Segment Start: Passage for review
It seems as though officials have been arguing forever about whether to erect an anti-suicide net along the Golden Gate Bridge. On Friday, the bridge directors voted 14-1 in favor of creating such a net:
…the stainless-steel net system, which would be placed 20 feet below the deck, and would collapse around anyone who jumped into it, making it difficult, if not impossible, for anyone to leap to their death…
This has been a fairly divisive issue in San Francisco. Anti-netters argue that that the net will just cause people to kill themselves elsewhere (perhaps by jumping from a building in a business district), that the net will uglify the bridge, and that it will be expensive. They’re probably right on the last two arguments.
Segment End: Passage for review
Segment Start: Entries shown
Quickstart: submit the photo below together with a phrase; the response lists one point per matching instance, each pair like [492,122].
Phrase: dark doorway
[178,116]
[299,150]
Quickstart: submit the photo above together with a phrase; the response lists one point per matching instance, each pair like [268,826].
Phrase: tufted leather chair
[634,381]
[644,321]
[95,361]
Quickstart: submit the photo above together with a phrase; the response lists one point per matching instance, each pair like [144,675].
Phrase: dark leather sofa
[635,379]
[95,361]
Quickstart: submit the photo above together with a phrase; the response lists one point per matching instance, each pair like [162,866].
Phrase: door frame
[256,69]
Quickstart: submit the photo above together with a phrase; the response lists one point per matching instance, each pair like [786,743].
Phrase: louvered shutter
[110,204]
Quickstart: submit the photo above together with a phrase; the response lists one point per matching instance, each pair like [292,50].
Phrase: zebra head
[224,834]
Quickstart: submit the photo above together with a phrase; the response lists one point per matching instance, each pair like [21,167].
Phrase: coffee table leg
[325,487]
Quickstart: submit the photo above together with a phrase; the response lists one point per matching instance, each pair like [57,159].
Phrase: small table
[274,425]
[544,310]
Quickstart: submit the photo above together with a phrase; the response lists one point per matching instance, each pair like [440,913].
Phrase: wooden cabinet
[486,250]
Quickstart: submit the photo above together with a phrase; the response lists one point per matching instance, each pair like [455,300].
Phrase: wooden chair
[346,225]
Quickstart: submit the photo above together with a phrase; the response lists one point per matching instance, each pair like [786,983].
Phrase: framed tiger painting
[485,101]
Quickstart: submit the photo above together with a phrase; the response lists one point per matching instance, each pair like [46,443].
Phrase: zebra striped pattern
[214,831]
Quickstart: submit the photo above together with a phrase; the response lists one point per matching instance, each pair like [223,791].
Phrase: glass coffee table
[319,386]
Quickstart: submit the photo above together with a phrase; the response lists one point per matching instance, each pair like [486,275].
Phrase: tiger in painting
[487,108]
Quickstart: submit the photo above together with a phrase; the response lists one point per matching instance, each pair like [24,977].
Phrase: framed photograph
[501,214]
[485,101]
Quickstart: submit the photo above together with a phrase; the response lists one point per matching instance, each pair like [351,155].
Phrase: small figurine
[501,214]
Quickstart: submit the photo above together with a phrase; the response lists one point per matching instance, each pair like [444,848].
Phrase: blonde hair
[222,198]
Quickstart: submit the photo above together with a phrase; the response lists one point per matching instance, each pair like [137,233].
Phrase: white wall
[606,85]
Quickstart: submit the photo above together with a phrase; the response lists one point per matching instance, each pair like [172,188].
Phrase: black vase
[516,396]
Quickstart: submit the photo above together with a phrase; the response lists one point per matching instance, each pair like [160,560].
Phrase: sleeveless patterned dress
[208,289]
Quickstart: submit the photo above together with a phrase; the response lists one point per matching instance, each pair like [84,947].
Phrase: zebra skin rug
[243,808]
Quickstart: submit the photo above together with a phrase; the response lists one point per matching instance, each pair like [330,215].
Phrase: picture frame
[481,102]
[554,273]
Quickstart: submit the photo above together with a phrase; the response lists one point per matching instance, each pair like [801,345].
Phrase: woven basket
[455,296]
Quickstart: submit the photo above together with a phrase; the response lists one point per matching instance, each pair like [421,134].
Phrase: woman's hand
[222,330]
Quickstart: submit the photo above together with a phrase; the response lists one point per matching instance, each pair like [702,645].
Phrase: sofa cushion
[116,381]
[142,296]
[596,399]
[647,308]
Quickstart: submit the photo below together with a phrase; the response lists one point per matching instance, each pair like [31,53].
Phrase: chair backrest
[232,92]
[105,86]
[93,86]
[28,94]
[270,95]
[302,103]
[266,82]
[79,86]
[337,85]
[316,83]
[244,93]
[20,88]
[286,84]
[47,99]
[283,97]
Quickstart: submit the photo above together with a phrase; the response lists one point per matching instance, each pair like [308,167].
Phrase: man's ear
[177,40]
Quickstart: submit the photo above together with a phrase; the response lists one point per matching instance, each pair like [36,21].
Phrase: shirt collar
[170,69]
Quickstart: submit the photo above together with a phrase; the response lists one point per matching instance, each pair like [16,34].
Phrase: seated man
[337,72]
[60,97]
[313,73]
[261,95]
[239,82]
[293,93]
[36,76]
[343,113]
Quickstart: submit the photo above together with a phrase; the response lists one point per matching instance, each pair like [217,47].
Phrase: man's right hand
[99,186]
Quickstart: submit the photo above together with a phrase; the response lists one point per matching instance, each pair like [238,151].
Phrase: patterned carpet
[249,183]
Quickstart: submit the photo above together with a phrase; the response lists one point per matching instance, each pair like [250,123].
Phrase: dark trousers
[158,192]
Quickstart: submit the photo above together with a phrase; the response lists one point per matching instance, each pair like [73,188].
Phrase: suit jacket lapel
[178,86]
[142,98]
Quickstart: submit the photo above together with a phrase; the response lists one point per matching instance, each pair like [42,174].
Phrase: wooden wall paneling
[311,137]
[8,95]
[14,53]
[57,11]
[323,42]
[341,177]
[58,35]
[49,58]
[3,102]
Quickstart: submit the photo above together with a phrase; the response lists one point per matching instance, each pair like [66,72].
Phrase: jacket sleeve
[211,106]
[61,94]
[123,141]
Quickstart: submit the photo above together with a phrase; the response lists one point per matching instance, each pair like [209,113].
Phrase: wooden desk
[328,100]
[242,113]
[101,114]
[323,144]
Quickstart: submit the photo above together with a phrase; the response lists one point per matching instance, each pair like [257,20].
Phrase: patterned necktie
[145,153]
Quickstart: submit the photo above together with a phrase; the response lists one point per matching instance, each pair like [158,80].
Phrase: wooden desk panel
Segment End: Entries shown
Study questions:
- 1) Translate the following sentence from the passage on the Golden Gate Bridge net into Spanish: "This has been a fairly divisive issue in San Francisco."
- 2) From the passage on the Golden Gate Bridge net, reproduce the part that opens with the words containing "It seems as" and closes with "last two arguments.".

Results of the tasks:
- 1) Este ha sido un tema bastante divisivo en San Francisco.

- 2)
It seems as though officials have been arguing forever about whether to erect an anti-suicide net along the Golden Gate Bridge. On Friday, the bridge directors voted 14-1 in favor of creating such a net:
…the stainless-steel net system, which would be placed 20 feet below the deck, and would collapse around anyone who jumped into it, making it difficult, if not impossible, for anyone to leap to their death…
This has been a fairly divisive issue in San Francisco. Anti-netters argue that that the net will just cause people to kill themselves elsewhere (perhaps by jumping from a building in a business district), that the net will uglify the bridge, and that it will be expensive. They’re probably right on the last two arguments.